### Operazioni richieste
(1) Puoi ricopiare il brano sui territori costruiti cominciando dalle parole "In realtà, le" e fermandoti dopo "il successivo art."?
(2) Come prosegue il brano sui territori costruiti? Scrivine il seguito, ripartendo dal punto in cui si ferma.

### Brano da leggere
_ _ _ _ _
4. Effetti per i beni paesaggistici ed ambientali ricadenti nei “ territori
costruiti”
Ma quali gli effetti per i beni paesaggistici ed ambientali ricadenti nei
“territori costruiti”?
Il problema non è di poco conto perché nell’ambito del contenzioso sorto
dall’entrata in vigore del PUTT, si è dubitato -per quanto si è potuto appurare-
della necessità che gli interventi edilizi diretti a modificare lo stato fisico
o l’aspetto esteriore degli immobili siano asseverati da autorizzazione
paesaggistica e che questa possa essere annullata dalla locale Soprintendenza
per i beni architettonici e per il paesaggio, cui l’autorizzazione va trasmessa
qualora i lavori riguardino beni tutelati dal Titolo II del T.U. del 1999.
In realtà, le disposizioni del comma 5° dell’art. 1.03, che escludono i
“territori costruiti” dall’applicazione delle norme di tutela dettate per gli
Ambiti Territoriali Esterni (ATE) e gli Ambiti Territoriali Distinti (ATD),
devono essere lette in modo coordinato con le disposizioni contenute nel
successivo titolo V del PUTT, dedicato a “autorizzazioni, pareri e
adempimenti”, le quali predispongono una disciplina generale per le aree di
particolare valore, vincolate non soltanto dallo stesso PUTT ma anche da
provvedimenti statali. Infatti, mentre l’art. 5.01 delle NTA prevede, in
generale, l’obbligo di acquisire preventivamente l’autorizzazione per le opere
strutturali riguardanti gli immobili dichiarati di notevole interesse pubblico,
ovvero compresi tra quelli sottoposti a tutela del Piano, il successivo art.
5.02 esclude, in particolare, la necessità dell’autorizzazione ambientale per
beni paesaggistici ricadenti nei “territori costruiti”, salvo risultino “direttamente”
vincolati “con le procedure della legge n. 1497/1939”. In apparente
contraddizione con la disposizione contenuta nel 4° comma dell’art. 146 del T.U.
n. 490/1999, che, invece, impone l’autorizzazione paesaggistica per i beni
ricompresi negli elenchi provinciali di cui ai precedenti artt. 140 e 144.
_ _ _ _ _
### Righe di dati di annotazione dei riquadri

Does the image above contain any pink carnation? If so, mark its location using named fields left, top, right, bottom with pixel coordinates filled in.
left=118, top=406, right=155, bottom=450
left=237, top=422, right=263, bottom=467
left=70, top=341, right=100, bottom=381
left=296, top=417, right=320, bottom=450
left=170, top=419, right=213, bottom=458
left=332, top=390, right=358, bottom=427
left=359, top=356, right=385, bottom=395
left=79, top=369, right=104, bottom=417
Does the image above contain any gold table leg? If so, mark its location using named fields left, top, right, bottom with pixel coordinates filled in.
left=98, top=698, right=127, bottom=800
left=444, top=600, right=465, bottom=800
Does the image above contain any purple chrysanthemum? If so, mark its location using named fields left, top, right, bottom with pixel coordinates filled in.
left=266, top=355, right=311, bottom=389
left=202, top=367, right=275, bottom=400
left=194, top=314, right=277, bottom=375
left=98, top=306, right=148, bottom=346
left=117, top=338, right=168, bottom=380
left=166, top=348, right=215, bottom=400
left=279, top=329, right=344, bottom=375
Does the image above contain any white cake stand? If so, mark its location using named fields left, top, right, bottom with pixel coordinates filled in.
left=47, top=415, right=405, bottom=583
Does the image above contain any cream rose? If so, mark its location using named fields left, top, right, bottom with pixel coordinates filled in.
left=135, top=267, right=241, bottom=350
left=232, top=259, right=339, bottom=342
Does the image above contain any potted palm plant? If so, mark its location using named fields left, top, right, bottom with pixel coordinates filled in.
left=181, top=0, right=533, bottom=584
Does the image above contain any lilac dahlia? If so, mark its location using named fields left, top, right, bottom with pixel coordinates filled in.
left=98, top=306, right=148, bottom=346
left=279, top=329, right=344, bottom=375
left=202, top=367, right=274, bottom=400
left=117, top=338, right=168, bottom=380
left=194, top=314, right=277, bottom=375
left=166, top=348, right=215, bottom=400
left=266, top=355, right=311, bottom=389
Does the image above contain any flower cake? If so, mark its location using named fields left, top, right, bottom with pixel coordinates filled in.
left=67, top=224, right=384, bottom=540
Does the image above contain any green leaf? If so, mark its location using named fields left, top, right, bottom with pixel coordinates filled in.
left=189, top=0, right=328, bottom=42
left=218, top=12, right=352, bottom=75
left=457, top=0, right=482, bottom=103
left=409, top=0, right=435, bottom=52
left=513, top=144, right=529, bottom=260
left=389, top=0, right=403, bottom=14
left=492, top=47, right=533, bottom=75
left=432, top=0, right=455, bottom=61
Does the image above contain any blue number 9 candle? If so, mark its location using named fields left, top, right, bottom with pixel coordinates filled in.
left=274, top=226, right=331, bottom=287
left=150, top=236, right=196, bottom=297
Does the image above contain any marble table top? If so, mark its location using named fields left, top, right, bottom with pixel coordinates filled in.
_ _ _ _ _
### Risultati dell'esercizio
(1)
In realtà, le disposizioni del comma 5° dell’art. 1.03, che escludono i
“territori costruiti” dall’applicazione delle norme di tutela dettate per gli
Ambiti Territoriali Esterni (ATE) e gli Ambiti Territoriali Distinti (ATD),
devono essere lette in modo coordinato con le disposizioni contenute nel
successivo titolo V del PUTT, dedicato a “autorizzazioni, pareri e
adempimenti”, le quali predispongono una disciplina generale per le aree di
particolare valore, vincolate non soltanto dallo stesso PUTT ma anche da
provvedimenti statali. Infatti, mentre l’art. 5.01 delle NTA prevede, in
generale, l’obbligo di acquisire preventivamente l’autorizzazione per le opere
strutturali riguardanti gli immobili dichiarati di notevole interesse pubblico,
ovvero compresi tra quelli sottoposti a tutela del Piano, il successivo art.

(2)
Ebbene, poiché i meccanismi di protezione dei valori paesaggistici previsti
dalla normativa statale non possono -com’è noto- essere condizionati dalla
disciplina contenuta in uno strumento normativo di rango secondario nella
gerarchia delle fonti, qual’è appunto il PUTT, si è in Giurisprudenza affermato
che la disposizione in parola ha solo l’effetto di: a) escludere i “territori
costruiti” dall’applicazione delle norme di tutela predisposte per gli ambiti
protetti e, quindi, dalla necessità dell’autorizzazione paesaggistica; b) di
rendere comunque obbligatorio il nulla osta paesaggistico per l’esecuzione di
opere trasformative di beni od aree che, pur ricadendo nei “territori
costruiti”, ricevono tutela diretta dallo Stato. Ad onta di una non felice
riconduzione lessicale alle procedure della Legge Bottai, che ha la sola
funzione di richiamo alle forme di tutela statali.10
In altre parole, secondo tale (unanime) orientamento, l’art. 1.03 delle N.T.A.
esonera i “territori costruiti” soltanto dall’applicazione della tutela di cui
ai titoli II e III del PUTT, ma non già dalle disposizioni del titolo V che,
all’art. 5.02, impongono l’acquisizione dell’autorizzazione paesaggistica per le
opere che modificano lo stato fisico o l’aspetto esteriore dei beni che, sebbene
ricadenti nei “territori costruiti”, siano dichiarati di notevole
interesse pubblico a seguito della loro inclusione negli appositi elenchi
provinciali ovvero del loro diretto assoggettamento a vincolo ambientale da
appositi decreti ministeriali, attuativi del D.M. 21.9.1984. In particolare, con
specifico riferimento a questi ultimi, si è -a mio avviso giustamente- affermato11
che l’approvazione del P.U.T.T. non ha comportato la scadenza del termine di
validità ed efficacia dei vincoli imposti con i c.d. “Galassini”, dato che
l’art. 1-quinquies del D.L. n. 312/1985, convertito, con modificazioni,
dalla L. n. 431/1985, condiziona (risolutivamente) all’adozione da parte delle
regioni dei piani di cui al precedente art. 1-bis le sole misure di
salvaguardia, ossia il divieto assoluto di modificazione dell’assetto del
territorio, nonché di ogni opera edilizia. Ma senza alcuna influenza
sull’esistenza del vincolo relativo imposto dal medesimo decreto, dato che il
piano urbanistico territoriale (con specifica considerazione dei valori
paesistici e ambientali) ha -al pari del piano paesistico- natura di strumento
urbanistico, in quanto basa il suo nucleo iniziale di disciplina nei piani
territoriali di coordinamento di cui all’art. 5 L. n. 1150/1942, e, come questi,
presuppone la permanenza dei vincoli paesaggistici esistenti, di provenienza
regionale e/o statale, senza comportarne in alcun modo il venir meno12.
Inoltre, l’esclusione dei “territori costruiti” dev’essere interpretata
alla stregua dell’art. 1 della Galasso (poi trasfuso nell’art. 146, co.1, T.U.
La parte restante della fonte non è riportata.